Dataset entries:
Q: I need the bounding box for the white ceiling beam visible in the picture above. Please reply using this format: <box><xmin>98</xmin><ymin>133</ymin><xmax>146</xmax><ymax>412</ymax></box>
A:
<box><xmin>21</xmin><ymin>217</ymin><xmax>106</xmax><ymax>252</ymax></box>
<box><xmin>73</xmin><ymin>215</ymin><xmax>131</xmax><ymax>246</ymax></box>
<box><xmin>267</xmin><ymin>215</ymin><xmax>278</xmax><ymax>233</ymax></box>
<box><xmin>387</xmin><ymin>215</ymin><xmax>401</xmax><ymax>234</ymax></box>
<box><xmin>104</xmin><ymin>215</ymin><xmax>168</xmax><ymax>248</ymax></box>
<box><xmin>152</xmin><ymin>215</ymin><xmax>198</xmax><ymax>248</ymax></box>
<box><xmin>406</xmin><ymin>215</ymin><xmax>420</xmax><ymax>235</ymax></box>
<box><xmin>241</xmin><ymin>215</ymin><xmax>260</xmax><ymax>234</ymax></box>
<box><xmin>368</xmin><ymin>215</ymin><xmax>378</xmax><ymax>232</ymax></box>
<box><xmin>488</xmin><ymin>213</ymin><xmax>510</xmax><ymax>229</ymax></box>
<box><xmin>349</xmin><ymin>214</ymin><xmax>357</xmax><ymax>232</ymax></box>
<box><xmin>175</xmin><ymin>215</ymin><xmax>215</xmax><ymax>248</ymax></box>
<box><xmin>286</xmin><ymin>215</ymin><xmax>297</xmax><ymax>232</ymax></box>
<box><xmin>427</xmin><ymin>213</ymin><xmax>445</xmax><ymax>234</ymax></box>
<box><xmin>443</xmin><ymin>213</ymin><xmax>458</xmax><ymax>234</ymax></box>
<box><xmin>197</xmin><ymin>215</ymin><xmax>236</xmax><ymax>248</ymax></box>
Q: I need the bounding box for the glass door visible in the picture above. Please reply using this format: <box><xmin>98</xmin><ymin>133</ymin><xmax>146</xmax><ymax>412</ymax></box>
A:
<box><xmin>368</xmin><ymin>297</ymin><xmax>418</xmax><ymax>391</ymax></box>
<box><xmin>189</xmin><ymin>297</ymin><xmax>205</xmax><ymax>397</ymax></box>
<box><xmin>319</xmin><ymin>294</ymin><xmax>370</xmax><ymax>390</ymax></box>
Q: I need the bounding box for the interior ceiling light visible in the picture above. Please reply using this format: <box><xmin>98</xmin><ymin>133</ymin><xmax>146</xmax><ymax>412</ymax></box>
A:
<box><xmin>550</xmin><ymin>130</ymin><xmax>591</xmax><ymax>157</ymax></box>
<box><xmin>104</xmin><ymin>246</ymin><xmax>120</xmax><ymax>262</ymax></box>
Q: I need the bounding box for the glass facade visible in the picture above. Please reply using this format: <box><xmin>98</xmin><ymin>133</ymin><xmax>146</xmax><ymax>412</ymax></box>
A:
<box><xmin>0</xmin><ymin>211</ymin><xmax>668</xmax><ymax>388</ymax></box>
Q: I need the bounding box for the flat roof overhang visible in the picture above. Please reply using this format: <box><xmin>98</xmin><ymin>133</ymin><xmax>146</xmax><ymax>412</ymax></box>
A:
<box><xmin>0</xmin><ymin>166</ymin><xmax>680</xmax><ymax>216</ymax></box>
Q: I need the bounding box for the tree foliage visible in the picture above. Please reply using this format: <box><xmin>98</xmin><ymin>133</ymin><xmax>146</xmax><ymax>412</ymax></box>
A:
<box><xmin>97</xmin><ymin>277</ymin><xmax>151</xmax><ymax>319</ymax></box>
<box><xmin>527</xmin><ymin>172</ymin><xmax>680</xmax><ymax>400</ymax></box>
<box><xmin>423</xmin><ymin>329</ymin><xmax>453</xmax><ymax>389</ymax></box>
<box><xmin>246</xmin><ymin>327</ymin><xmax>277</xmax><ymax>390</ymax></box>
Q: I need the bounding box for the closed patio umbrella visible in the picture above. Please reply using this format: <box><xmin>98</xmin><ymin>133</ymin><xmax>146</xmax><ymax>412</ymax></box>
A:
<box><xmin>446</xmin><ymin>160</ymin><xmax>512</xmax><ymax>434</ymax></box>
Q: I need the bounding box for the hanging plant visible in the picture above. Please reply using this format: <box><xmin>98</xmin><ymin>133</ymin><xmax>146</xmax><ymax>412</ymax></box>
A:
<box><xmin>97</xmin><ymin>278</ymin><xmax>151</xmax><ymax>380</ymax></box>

*Exercise directions*: Retype the lines above without any changes.

*Reply*:
Q: I need the bounding box for the white ceiling beam visible in the picture above. Please reply using this format: <box><xmin>98</xmin><ymin>133</ymin><xmax>146</xmax><ymax>412</ymax></box>
A:
<box><xmin>21</xmin><ymin>217</ymin><xmax>106</xmax><ymax>252</ymax></box>
<box><xmin>73</xmin><ymin>215</ymin><xmax>131</xmax><ymax>246</ymax></box>
<box><xmin>267</xmin><ymin>215</ymin><xmax>278</xmax><ymax>233</ymax></box>
<box><xmin>387</xmin><ymin>215</ymin><xmax>401</xmax><ymax>234</ymax></box>
<box><xmin>104</xmin><ymin>215</ymin><xmax>168</xmax><ymax>248</ymax></box>
<box><xmin>152</xmin><ymin>215</ymin><xmax>198</xmax><ymax>248</ymax></box>
<box><xmin>406</xmin><ymin>215</ymin><xmax>420</xmax><ymax>235</ymax></box>
<box><xmin>241</xmin><ymin>215</ymin><xmax>260</xmax><ymax>234</ymax></box>
<box><xmin>368</xmin><ymin>215</ymin><xmax>378</xmax><ymax>232</ymax></box>
<box><xmin>488</xmin><ymin>213</ymin><xmax>510</xmax><ymax>229</ymax></box>
<box><xmin>349</xmin><ymin>214</ymin><xmax>357</xmax><ymax>232</ymax></box>
<box><xmin>175</xmin><ymin>215</ymin><xmax>215</xmax><ymax>248</ymax></box>
<box><xmin>286</xmin><ymin>215</ymin><xmax>297</xmax><ymax>232</ymax></box>
<box><xmin>427</xmin><ymin>213</ymin><xmax>445</xmax><ymax>234</ymax></box>
<box><xmin>443</xmin><ymin>213</ymin><xmax>458</xmax><ymax>234</ymax></box>
<box><xmin>197</xmin><ymin>215</ymin><xmax>236</xmax><ymax>248</ymax></box>
Q: I need the bounding box for the glass door visible in the picture above. Please reply using this format: <box><xmin>98</xmin><ymin>133</ymin><xmax>146</xmax><ymax>412</ymax></box>
A:
<box><xmin>368</xmin><ymin>297</ymin><xmax>418</xmax><ymax>391</ymax></box>
<box><xmin>189</xmin><ymin>297</ymin><xmax>205</xmax><ymax>397</ymax></box>
<box><xmin>319</xmin><ymin>294</ymin><xmax>370</xmax><ymax>390</ymax></box>
Q: I need the bounding box for the interior ceiling light visible in the picture above. Please reply using this format: <box><xmin>98</xmin><ymin>133</ymin><xmax>146</xmax><ymax>412</ymax></box>
A:
<box><xmin>550</xmin><ymin>130</ymin><xmax>591</xmax><ymax>157</ymax></box>
<box><xmin>104</xmin><ymin>246</ymin><xmax>120</xmax><ymax>262</ymax></box>
Q: I need the bounding box for the glass facade visible in the picture above. Please reply using this format: <box><xmin>98</xmin><ymin>133</ymin><xmax>146</xmax><ymax>412</ymax></box>
A:
<box><xmin>0</xmin><ymin>211</ymin><xmax>668</xmax><ymax>388</ymax></box>
Q: I need the bounding box for the flat roof overhang visible in the picture above. Please reply using this format: <box><xmin>98</xmin><ymin>133</ymin><xmax>146</xmax><ymax>412</ymax></box>
A:
<box><xmin>0</xmin><ymin>166</ymin><xmax>680</xmax><ymax>216</ymax></box>
Q: I need the bounding box for the tree foliage visible in the picture above. Please reply using this format: <box><xmin>98</xmin><ymin>133</ymin><xmax>146</xmax><ymax>412</ymax></box>
A:
<box><xmin>97</xmin><ymin>277</ymin><xmax>151</xmax><ymax>319</ymax></box>
<box><xmin>527</xmin><ymin>172</ymin><xmax>680</xmax><ymax>400</ymax></box>
<box><xmin>423</xmin><ymin>329</ymin><xmax>453</xmax><ymax>389</ymax></box>
<box><xmin>246</xmin><ymin>327</ymin><xmax>277</xmax><ymax>390</ymax></box>
Q: I need the bounding box for the closed patio umbrella visible in the picture above. Please reply using this format: <box><xmin>98</xmin><ymin>133</ymin><xmax>146</xmax><ymax>412</ymax></box>
A:
<box><xmin>446</xmin><ymin>160</ymin><xmax>512</xmax><ymax>434</ymax></box>
Q: I need the bounding box for the hanging plant visible in the picture above. Please reply using this format: <box><xmin>98</xmin><ymin>133</ymin><xmax>146</xmax><ymax>412</ymax></box>
A:
<box><xmin>97</xmin><ymin>278</ymin><xmax>151</xmax><ymax>380</ymax></box>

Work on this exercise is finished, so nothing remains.